------ DATASET RECORDS
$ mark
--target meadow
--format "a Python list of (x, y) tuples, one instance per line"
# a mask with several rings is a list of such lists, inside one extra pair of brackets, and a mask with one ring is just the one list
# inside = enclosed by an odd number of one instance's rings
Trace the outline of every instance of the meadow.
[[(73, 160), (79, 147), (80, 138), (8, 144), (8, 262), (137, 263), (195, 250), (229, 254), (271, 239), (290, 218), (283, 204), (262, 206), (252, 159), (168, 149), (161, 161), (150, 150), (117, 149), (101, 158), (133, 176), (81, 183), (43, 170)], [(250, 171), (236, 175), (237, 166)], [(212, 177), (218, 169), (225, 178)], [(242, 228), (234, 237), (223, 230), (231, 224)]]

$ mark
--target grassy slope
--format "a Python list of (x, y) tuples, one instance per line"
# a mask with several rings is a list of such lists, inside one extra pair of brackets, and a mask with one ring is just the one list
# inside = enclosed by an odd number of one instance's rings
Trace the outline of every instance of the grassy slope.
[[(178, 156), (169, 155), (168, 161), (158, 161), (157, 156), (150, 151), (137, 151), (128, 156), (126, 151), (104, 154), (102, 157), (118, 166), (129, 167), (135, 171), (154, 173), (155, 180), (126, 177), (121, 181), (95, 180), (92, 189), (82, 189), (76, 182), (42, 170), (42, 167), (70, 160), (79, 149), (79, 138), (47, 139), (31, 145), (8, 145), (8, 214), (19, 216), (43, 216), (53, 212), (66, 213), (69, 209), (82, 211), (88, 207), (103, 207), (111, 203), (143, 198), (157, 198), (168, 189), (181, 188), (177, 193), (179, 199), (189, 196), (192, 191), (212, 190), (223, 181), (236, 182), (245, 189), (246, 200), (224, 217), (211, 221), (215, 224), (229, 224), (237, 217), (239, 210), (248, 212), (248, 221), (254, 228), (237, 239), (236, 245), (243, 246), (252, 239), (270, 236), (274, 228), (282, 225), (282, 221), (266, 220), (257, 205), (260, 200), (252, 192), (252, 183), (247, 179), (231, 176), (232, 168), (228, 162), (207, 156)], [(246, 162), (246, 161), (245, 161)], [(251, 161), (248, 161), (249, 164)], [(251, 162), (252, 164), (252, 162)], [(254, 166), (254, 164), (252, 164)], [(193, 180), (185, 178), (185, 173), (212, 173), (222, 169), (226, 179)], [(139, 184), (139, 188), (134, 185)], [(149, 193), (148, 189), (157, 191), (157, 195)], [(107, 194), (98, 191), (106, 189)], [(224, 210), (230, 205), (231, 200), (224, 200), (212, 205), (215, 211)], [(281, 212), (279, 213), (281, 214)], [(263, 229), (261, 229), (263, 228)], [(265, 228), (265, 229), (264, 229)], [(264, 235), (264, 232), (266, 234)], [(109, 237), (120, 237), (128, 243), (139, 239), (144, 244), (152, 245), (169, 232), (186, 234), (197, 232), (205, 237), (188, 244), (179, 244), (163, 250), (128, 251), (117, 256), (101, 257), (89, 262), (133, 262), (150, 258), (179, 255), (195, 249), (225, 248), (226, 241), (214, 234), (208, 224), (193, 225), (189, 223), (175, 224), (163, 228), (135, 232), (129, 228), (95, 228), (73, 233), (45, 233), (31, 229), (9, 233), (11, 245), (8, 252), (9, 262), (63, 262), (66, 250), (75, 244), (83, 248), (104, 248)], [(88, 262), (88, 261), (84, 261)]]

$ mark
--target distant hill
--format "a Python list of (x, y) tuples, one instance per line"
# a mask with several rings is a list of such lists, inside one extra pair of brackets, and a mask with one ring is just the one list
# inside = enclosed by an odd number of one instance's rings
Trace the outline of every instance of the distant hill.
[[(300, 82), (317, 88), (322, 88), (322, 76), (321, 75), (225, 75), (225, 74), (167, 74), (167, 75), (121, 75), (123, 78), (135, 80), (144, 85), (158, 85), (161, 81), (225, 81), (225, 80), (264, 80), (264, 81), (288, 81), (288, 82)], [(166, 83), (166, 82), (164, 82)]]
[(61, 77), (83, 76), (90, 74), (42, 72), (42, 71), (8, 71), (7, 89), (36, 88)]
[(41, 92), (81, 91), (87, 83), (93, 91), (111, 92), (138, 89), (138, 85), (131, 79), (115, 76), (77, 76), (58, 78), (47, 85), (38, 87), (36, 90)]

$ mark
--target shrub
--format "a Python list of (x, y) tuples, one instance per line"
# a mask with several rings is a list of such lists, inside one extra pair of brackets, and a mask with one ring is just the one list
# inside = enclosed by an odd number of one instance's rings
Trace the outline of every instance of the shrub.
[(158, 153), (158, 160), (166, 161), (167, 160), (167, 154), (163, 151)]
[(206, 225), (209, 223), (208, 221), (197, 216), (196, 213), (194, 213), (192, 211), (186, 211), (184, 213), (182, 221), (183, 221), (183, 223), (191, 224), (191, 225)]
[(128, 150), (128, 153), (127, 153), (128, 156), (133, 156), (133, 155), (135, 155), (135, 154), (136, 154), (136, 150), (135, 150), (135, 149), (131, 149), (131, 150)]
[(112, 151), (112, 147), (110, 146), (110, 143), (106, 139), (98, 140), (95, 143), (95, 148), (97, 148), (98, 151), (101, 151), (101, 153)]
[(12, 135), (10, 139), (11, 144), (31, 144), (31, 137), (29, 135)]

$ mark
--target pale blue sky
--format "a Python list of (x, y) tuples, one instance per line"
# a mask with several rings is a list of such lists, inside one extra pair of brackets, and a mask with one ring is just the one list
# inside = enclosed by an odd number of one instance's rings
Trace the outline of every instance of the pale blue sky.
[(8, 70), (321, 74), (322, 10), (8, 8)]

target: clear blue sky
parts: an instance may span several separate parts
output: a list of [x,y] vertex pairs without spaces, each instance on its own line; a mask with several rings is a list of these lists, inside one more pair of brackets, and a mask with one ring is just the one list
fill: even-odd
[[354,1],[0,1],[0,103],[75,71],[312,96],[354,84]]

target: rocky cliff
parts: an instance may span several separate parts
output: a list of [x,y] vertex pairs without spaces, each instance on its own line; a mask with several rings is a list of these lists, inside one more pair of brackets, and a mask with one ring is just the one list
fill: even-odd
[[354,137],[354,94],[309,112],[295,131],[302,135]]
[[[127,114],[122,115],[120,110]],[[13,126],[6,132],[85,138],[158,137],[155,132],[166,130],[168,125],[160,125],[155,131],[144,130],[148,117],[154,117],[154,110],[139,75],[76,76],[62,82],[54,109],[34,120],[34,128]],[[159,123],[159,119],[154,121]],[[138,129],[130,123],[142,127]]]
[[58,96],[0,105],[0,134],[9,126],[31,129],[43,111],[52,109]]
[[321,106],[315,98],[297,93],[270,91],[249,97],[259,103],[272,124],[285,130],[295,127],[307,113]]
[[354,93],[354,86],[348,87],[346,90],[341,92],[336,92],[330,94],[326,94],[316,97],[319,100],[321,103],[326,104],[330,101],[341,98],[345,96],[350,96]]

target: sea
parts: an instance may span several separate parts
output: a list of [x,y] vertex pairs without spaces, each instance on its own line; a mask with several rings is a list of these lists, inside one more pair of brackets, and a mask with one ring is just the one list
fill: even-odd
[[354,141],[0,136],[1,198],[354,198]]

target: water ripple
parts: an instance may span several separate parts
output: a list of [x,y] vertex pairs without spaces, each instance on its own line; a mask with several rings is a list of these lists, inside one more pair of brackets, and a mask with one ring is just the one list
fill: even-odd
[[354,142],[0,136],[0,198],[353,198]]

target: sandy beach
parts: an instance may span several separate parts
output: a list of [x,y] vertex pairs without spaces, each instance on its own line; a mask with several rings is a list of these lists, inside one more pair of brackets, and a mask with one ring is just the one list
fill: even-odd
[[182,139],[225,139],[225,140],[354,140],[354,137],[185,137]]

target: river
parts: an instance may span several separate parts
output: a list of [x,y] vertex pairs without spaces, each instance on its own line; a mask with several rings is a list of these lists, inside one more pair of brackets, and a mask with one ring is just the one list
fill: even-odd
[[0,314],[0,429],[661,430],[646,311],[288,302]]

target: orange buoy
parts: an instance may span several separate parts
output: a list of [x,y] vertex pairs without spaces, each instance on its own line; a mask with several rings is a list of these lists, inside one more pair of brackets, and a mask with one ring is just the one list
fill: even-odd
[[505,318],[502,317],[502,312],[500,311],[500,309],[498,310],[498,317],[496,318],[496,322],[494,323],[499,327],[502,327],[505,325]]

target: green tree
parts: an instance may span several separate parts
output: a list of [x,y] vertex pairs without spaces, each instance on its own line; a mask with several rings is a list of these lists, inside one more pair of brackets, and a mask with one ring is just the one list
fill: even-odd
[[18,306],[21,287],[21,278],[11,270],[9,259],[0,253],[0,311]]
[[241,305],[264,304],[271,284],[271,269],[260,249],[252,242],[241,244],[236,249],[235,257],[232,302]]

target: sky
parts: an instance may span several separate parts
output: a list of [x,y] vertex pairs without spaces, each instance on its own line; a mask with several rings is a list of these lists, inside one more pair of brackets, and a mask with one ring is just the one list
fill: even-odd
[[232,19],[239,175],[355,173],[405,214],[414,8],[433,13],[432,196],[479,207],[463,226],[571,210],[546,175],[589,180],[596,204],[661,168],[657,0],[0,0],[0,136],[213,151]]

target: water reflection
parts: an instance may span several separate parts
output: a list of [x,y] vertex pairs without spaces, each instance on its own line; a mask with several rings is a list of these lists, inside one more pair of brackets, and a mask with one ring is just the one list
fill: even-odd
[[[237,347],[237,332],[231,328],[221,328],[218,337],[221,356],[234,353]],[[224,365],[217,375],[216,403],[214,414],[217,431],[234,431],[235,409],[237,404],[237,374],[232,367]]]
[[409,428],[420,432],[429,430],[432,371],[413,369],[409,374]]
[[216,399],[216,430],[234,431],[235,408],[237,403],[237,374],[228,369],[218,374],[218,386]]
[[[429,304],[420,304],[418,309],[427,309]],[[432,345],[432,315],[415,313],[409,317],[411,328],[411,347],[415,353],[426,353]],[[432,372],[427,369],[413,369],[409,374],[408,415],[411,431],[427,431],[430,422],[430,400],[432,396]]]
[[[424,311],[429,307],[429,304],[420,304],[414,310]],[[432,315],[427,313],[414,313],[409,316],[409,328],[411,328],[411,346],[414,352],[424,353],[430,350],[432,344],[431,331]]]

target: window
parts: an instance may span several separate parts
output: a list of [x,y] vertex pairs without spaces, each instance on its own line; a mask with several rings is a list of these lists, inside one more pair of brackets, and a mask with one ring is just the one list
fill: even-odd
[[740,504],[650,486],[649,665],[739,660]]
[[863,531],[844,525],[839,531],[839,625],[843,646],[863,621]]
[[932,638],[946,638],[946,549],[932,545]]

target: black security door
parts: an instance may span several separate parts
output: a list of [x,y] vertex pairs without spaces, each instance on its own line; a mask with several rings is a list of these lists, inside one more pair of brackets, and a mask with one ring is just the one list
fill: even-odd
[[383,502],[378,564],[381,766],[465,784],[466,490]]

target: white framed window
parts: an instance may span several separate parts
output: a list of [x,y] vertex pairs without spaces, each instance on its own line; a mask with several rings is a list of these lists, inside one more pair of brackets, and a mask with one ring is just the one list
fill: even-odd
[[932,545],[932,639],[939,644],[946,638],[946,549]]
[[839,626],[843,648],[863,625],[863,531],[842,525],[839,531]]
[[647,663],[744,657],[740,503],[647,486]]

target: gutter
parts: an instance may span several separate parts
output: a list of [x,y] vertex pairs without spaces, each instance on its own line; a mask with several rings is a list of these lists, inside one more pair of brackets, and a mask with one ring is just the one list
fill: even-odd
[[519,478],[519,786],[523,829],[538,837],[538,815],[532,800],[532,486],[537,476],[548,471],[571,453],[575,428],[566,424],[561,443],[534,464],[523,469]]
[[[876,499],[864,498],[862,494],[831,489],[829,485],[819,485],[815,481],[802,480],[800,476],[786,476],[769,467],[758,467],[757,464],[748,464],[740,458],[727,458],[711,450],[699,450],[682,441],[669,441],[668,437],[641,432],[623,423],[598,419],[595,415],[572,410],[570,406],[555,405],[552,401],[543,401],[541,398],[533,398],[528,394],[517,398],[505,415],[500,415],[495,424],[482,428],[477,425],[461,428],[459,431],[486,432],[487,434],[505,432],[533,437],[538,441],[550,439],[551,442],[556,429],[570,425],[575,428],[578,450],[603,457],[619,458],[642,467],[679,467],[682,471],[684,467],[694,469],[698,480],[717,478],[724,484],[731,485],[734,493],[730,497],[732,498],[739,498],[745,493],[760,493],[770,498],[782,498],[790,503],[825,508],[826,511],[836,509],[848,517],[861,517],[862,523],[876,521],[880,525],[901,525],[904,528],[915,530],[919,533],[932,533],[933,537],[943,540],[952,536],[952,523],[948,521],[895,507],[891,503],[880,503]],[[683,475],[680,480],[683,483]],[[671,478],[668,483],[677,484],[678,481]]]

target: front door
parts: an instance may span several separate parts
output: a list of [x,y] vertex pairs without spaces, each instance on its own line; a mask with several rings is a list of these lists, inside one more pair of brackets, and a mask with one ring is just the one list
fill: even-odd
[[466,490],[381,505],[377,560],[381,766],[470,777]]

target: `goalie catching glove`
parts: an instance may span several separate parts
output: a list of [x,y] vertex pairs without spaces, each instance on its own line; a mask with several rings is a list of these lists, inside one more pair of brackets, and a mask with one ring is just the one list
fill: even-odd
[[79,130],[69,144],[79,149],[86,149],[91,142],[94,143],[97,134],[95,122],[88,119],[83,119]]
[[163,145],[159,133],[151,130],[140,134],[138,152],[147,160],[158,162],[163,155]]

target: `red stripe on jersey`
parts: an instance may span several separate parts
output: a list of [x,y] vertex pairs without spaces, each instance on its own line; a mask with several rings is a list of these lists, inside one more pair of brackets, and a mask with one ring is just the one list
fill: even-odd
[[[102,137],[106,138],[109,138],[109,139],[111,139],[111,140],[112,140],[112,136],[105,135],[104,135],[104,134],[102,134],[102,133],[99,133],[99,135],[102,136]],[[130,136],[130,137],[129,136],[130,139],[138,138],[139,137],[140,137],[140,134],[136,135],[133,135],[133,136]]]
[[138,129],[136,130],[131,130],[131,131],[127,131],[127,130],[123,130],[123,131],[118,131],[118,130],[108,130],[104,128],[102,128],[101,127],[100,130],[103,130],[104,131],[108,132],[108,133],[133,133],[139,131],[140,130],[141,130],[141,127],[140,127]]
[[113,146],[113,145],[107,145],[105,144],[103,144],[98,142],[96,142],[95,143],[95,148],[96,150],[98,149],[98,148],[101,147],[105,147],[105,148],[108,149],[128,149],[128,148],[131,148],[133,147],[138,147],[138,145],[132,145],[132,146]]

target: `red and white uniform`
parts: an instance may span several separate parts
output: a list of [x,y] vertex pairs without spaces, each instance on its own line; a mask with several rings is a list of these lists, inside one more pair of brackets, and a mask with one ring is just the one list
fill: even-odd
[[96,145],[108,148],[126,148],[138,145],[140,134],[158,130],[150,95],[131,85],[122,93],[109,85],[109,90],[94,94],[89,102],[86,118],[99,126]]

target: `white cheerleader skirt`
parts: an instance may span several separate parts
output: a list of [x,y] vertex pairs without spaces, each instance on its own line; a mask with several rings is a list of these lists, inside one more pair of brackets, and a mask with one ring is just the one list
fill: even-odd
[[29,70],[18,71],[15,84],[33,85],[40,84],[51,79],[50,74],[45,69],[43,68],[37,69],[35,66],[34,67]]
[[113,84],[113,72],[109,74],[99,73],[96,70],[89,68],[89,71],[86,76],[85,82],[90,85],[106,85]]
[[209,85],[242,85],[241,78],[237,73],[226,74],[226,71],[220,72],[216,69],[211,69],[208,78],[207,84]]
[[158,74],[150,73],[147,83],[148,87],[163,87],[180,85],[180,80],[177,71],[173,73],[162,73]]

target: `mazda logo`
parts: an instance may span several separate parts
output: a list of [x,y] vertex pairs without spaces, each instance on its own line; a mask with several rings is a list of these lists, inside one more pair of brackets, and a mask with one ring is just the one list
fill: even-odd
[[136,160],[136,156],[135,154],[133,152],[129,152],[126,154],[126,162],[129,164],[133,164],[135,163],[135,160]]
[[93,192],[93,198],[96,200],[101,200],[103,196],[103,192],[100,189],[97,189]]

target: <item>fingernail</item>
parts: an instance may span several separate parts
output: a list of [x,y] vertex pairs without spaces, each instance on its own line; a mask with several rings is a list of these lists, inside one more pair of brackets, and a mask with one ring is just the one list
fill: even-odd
------------
Give every line from the very start of the items down to the line containing "Trace the outline of every instance of the meadow.", both included, as a numbered list with blank lines left out.

__WRITTEN RESPONSE__
1. $ mark
2. --target meadow
3. --format "a Python list of (x, y) tuples, one instance per line"
4. # a mask with several rings is a list of such lists, inside one extra pair of brackets, and a mask with one ring is just the one list
5. # inside = enclosed by an odd number of one instance's rings
6. Trace the outline of every instance of the meadow.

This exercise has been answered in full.